:: The task ::
Could you retype all of the entries exactly, without their pictures?

BEGIN Data

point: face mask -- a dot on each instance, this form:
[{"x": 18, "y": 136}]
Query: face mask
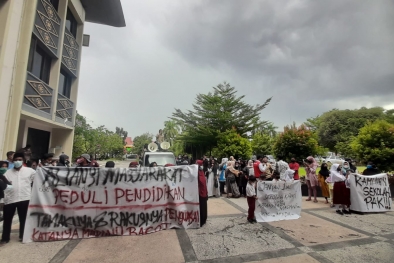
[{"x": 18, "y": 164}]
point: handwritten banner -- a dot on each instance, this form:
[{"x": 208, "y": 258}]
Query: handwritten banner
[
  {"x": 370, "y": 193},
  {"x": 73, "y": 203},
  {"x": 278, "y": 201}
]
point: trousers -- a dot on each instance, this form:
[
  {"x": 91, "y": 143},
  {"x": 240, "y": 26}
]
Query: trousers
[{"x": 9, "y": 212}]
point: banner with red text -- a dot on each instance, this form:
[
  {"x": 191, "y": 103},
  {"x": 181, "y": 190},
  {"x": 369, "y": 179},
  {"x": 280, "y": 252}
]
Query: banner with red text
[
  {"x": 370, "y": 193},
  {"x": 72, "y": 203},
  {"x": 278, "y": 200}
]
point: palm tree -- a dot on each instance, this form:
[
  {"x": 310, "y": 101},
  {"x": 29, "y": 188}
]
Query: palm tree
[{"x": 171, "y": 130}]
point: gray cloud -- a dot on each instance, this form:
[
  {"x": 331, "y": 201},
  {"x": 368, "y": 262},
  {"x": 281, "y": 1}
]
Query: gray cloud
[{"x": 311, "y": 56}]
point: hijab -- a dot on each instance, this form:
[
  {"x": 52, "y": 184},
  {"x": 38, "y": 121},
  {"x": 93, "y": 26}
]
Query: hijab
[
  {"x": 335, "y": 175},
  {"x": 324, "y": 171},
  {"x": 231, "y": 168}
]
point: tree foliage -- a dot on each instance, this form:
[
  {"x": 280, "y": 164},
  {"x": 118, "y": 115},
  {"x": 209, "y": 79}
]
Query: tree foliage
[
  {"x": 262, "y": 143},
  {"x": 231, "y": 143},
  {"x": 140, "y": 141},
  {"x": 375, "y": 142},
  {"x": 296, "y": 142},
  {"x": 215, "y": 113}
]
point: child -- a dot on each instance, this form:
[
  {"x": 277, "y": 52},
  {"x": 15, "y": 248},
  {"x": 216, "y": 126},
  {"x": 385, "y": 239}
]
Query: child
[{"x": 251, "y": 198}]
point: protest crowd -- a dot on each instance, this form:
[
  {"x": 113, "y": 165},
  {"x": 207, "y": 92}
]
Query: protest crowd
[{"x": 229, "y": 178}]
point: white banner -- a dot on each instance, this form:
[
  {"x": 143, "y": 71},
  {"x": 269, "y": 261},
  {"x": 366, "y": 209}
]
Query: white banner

END Data

:: Answer to the exercise ::
point: face mask -- a dot on each instance, this form:
[{"x": 18, "y": 136}]
Query: face mask
[{"x": 18, "y": 164}]
point: handwritten banner -- a dot on each instance, this form:
[{"x": 208, "y": 258}]
Query: handwritten banner
[
  {"x": 370, "y": 193},
  {"x": 73, "y": 203},
  {"x": 278, "y": 201}
]
point: trousers -- a dot on each instance, this form:
[
  {"x": 91, "y": 143},
  {"x": 240, "y": 26}
]
Query: trousers
[{"x": 9, "y": 212}]
point: banner with red text -- a dot on each instance, this form:
[
  {"x": 191, "y": 103},
  {"x": 181, "y": 190},
  {"x": 369, "y": 179},
  {"x": 280, "y": 252}
]
Query: banner with red text
[
  {"x": 370, "y": 193},
  {"x": 72, "y": 203},
  {"x": 278, "y": 200}
]
point: palm tree -- a dot on each instance, this form:
[
  {"x": 310, "y": 101},
  {"x": 29, "y": 188}
]
Query: palm tree
[{"x": 171, "y": 130}]
point: gray cloud -- a dot on each instance, this form:
[
  {"x": 331, "y": 201},
  {"x": 368, "y": 262},
  {"x": 281, "y": 1}
]
Query: gray cloud
[{"x": 311, "y": 56}]
point: hijab -- a dot on each instance, this form:
[
  {"x": 52, "y": 184},
  {"x": 38, "y": 121},
  {"x": 93, "y": 26}
]
Query: hijab
[
  {"x": 335, "y": 175},
  {"x": 324, "y": 171},
  {"x": 231, "y": 168}
]
point: tree foliage -- a dot on each instance, this form:
[
  {"x": 280, "y": 164},
  {"x": 118, "y": 115},
  {"x": 209, "y": 79}
]
Query: tree foliage
[
  {"x": 262, "y": 143},
  {"x": 231, "y": 143},
  {"x": 140, "y": 141},
  {"x": 375, "y": 142},
  {"x": 296, "y": 142},
  {"x": 215, "y": 113}
]
point: child -- a dot on each instance, this form:
[
  {"x": 277, "y": 52},
  {"x": 15, "y": 248},
  {"x": 216, "y": 126},
  {"x": 385, "y": 239}
]
Query: child
[{"x": 251, "y": 198}]
point: protest crowd -- a dot on each instance, this form:
[
  {"x": 113, "y": 165},
  {"x": 207, "y": 92}
]
Query: protest crowd
[{"x": 229, "y": 178}]
point: white banner -- a dot on each instance, this form:
[
  {"x": 143, "y": 71},
  {"x": 269, "y": 261},
  {"x": 366, "y": 209}
]
Query: white banner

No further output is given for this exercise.